What needs to be done - Return the following entries exactly, word for word.
#### Given entries ####
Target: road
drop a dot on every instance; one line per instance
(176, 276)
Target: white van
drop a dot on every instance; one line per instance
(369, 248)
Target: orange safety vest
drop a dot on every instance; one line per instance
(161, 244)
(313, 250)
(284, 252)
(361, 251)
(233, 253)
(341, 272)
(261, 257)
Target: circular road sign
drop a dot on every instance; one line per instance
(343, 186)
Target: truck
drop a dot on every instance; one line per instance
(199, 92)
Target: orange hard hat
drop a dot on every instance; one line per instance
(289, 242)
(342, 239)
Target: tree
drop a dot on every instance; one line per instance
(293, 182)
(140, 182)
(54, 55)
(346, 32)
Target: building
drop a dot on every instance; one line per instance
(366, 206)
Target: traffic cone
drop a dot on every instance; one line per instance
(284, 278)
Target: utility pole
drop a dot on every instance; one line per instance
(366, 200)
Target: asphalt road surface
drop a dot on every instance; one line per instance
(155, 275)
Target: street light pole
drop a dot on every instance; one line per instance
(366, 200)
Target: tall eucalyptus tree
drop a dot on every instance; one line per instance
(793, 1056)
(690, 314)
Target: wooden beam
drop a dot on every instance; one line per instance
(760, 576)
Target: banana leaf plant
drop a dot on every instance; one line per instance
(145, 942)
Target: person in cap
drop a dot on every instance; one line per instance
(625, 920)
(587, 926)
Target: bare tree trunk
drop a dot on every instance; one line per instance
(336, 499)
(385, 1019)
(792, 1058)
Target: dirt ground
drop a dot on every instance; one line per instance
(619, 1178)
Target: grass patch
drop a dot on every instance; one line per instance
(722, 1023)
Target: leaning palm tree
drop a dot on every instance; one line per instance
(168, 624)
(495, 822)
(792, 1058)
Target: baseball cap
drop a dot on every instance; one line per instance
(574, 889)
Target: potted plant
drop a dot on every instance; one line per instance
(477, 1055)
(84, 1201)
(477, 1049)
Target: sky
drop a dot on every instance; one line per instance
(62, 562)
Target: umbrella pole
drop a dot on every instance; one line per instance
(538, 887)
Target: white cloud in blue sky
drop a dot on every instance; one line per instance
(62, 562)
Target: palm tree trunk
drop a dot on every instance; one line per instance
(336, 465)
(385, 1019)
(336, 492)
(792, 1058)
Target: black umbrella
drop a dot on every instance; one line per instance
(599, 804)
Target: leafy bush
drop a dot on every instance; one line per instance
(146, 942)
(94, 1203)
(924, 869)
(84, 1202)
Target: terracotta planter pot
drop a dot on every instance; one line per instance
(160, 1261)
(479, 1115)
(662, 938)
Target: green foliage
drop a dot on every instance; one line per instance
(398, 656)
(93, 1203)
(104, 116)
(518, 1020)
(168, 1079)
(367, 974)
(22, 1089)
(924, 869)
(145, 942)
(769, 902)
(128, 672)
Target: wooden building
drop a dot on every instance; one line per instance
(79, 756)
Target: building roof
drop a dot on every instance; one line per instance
####
Answer to the exercise -
Target: road
drop a dot on every instance; one line per instance
(176, 276)
Target: white van
drop a dot on every instance; one line per instance
(369, 248)
Target: orange safety vest
drop a dot on every instance; one line per instance
(161, 244)
(313, 250)
(284, 252)
(361, 251)
(233, 253)
(341, 272)
(261, 257)
Target: circular road sign
drop a dot on every instance; one line per instance
(343, 186)
Target: truck
drop a dot on every instance; one line per instance
(199, 92)
Target: orange hard hat
drop a dot on every instance; one line per instance
(289, 242)
(342, 239)
Target: tree
drop a dot on every instance; one line per instance
(293, 182)
(140, 182)
(54, 55)
(346, 32)
Target: building
drop a dot on every instance; one line per instance
(366, 206)
Target: traffic cone
drop a dot on every instance; one line per instance
(284, 278)
Target: utility pole
drop a dot on every instance; one line per instance
(366, 200)
Target: asphalt road surface
drop a dot on every instance; one line per instance
(155, 275)
Target: street light pole
drop a dot on every instance; one line per instance
(366, 200)
Target: tall eucalyptus tree
drop a dot on every instance; one line per instance
(793, 1056)
(690, 314)
Target: wooden beam
drop a dot on every instance; one line per instance
(760, 576)
Target: banana leaf plant
drop a dot on every instance; one line per instance
(145, 942)
Target: person in cap
drop a dot on every instance; one line per instance
(625, 920)
(587, 926)
Target: bare tree trunk
drop a dot on every instance; one line per instance
(336, 499)
(385, 1019)
(792, 1058)
Target: dirt ground
drop a dot on every instance; one line per instance
(619, 1178)
Target: grass patch
drop a dot on every instance; one line per instance
(722, 1023)
Target: leaning palm tree
drop a dot on every instance; one line per instance
(168, 624)
(495, 822)
(792, 1058)
Target: baseball cap
drop a dot on every instance; one line per instance
(574, 889)
Target: potted plant
drop a dot on every instance; one line per instance
(477, 1055)
(84, 1201)
(477, 1049)
Target: sky
drop a dot on every instance; one line per instance
(62, 562)
Target: umbrella pole
drop a dot on every instance; one line per instance
(538, 887)
Target: white cloud in blue sky
drop a dot on every instance; one line per instance
(62, 562)
Target: palm tree trunk
drop a dot on every instance; one line per instance
(336, 465)
(385, 1019)
(336, 492)
(792, 1058)
Target: black umbrella
drop a dot on every instance; one line per instance
(599, 804)
Target: leafy bush
drop a dot on every instance; one line per instance
(146, 942)
(94, 1203)
(924, 869)
(84, 1202)
Target: terracotta planter pot
drop a dot on every instance; one line per instance
(160, 1261)
(479, 1115)
(662, 938)
Target: green foliage
drop a dot on every instance; one line per instance
(398, 656)
(93, 1203)
(104, 116)
(518, 1020)
(168, 1079)
(367, 974)
(22, 1089)
(924, 869)
(145, 942)
(769, 902)
(128, 672)
Target: wooden building
drop a dot on every instance; one line per instance
(79, 756)
Target: building roof
drop a dot on every instance; one line per instance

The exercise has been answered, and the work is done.